Inserisci tutti i dati seguenti in un CSV a due colonne, "input" e "output". Ogni riga deve riportare un testo e le coordinate che gli corrispondono, ciascuno in un unico campo tra virgolette con gli a capo sostituiti da spazi, e le immagini vanno escluse.

- - - - -

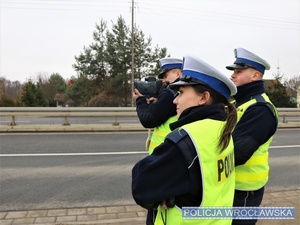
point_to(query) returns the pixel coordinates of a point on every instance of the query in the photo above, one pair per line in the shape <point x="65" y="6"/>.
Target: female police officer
<point x="189" y="168"/>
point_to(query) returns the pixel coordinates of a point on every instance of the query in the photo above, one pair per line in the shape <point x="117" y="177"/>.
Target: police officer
<point x="257" y="123"/>
<point x="159" y="113"/>
<point x="194" y="166"/>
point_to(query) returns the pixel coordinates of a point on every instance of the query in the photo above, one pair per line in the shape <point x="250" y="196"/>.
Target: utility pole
<point x="132" y="52"/>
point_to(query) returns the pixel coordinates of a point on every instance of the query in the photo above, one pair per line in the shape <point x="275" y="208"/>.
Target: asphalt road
<point x="43" y="171"/>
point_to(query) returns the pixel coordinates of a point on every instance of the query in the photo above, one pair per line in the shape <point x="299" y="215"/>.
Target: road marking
<point x="71" y="154"/>
<point x="103" y="153"/>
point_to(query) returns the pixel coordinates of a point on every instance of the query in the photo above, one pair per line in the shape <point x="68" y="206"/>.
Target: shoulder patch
<point x="176" y="135"/>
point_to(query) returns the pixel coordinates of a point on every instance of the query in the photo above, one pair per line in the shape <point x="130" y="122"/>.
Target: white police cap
<point x="196" y="71"/>
<point x="167" y="64"/>
<point x="246" y="59"/>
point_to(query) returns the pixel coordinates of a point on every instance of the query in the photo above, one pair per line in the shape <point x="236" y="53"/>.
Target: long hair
<point x="230" y="109"/>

- - - - -

◆ **Risultato corretto**
input,output
"point_to(query) returns the pixel coordinates of a point on every instance of the query in the photo above, one pair per line in the shape <point x=""65"" y=""6""/>. Target: female police officer","<point x=""189"" y=""168""/>"
"point_to(query) returns the pixel coordinates of a point on every instance of the query in the photo above, one pair per line in the shape <point x=""117"" y=""177""/>. Target: police officer","<point x=""257"" y=""123""/> <point x=""159"" y=""113""/> <point x=""194"" y=""166""/>"
"point_to(query) returns the pixel coordinates of a point on every instance of the query in the photo above, one pair per line in the shape <point x=""250"" y=""196""/>. Target: utility pole","<point x=""132"" y=""52""/>"
"point_to(query) returns the pixel coordinates of a point on every instance of the query in the photo above, one pair per line in the shape <point x=""275"" y=""208""/>. Target: asphalt road","<point x=""43"" y=""171""/>"
"point_to(query) returns the pixel coordinates of a point on every instance of the query in the photo above, one pair per line in the shape <point x=""299"" y=""215""/>. Target: road marking","<point x=""71"" y=""154""/> <point x=""103"" y=""153""/>"
"point_to(query) returns the pixel coordinates of a point on every instance of the query in the photo above, one pair per line in the shape <point x=""68"" y=""206""/>. Target: shoulder patch","<point x=""176"" y=""135""/>"
"point_to(query) returns the pixel coordinates of a point on every instance of the query in the photo above, one pair per line in the shape <point x=""130"" y=""122""/>. Target: white police cap","<point x=""196"" y=""71""/> <point x=""167"" y=""64""/> <point x=""246"" y=""59""/>"
"point_to(query) returns the pixel coordinates of a point on every instance of the query in the photo above, one pair per line in the shape <point x=""236"" y=""53""/>. Target: long hair","<point x=""230"" y=""109""/>"